TEXT SHOWN:
######

In Belgrade on business, last November, Mima Nedelcovych received a call from his wife at 3 a.m., telling him their oldest son, Chris, 17, was in critical condition in a hospital after a car crash.
Immediately heading back to Reston, he was changing planes in Frankfurt when he called home and learned his son had died. He deals with the tragedy, he said, "like a mule that just keeps pulling along — you have to."
Chris and the Centreville teen driving the car in which he was a passenger were both seniors and varsity soccer players at Westfield High. The driver, now 18, pleaded guilty Monday to reckless driving, but it doesn't stop the pain Chris's parents feel.
"I play this over in my mind, every night and wake up screaming," said his mother, Sally Nedelcovych. "Everything he was looking forward to — spring soccer, the prom, graduation, college — was all taken away. The independent part of his life was just beginning, and he was cheated out of it."
She described Chris as energetic and enthusiastic — a happy person with a zest for life. She said he and his brother, Michael, 14, were "the center of my universe." Chris hoped to go into sports marketing after college and had applied for early admission to the University of Tampa — one of the top soccer schools in the U.S. Said his mother: "He died Nov. 14, and they called a few days later to tell him he was accepted."

######

PROVIDED DATA:
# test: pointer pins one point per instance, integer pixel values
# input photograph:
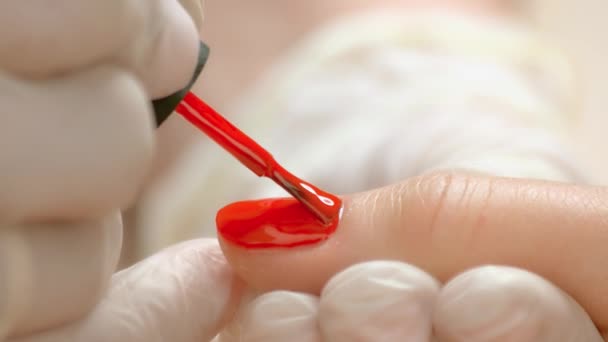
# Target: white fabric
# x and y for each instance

######

TASK LIST:
**1.** In the article about Chris Nedelcovych, which university had he applied to for early admission?
**2.** Set down a passage of the article about Chris Nedelcovych word for word, starting at "Immediately heading back" and ending at "Chris's parents feel.".
**3.** Resume the article about Chris Nedelcovych from the point where it stops.
The data above come from a separate source.

ANSWERS BY ITEM NUMBER:
**1.** The University of Tampa.

**2.**
Immediately heading back to Reston, he was changing planes in Frankfurt when he called home and learned his son had died. He deals with the tragedy, he said, "like a mule that just keeps pulling along — you have to."
Chris and the Centreville teen driving the car in which he was a passenger were both seniors and varsity soccer players at Westfield High. The driver, now 18, pleaded guilty Monday to reckless driving, but it doesn't stop the pain Chris's parents feel.

**3.**
He'd helped coach Michael's U-15 youth-soccer team, the Herndon Premier, instilling a love for the game in the young players and turning around their previously disappointing season. In his college-application essay, he said he was pleased to have inspired them so much and to have made such a difference in their lives. He also hoped to coach again, someday.
So to honor their son's memory — and enable him to continue helping others, even in death — Chris' parents established the Chris Nedelcovych Scholarship Fund (CNSF) for youth soccer coaches. They'll award 24 scholarships for a week-long, residential camp teaching the techniques of coaching youth soccer.
Boys and girls, 17 and up, will coach 9- and 10-year-olds, and the first camp will be held, June 23-28, in Hagerstown, Md.
"We've got $80,000 now in the fund and are shooting for $150,000, by year's end, to be able to endow it in perpetuity," said Chris' dad. "I would like [the Centreville boy's] family to contribute an appropriate amount toward filling the remaining gap." By having the camp, he explained, "Chris' life can still make a difference."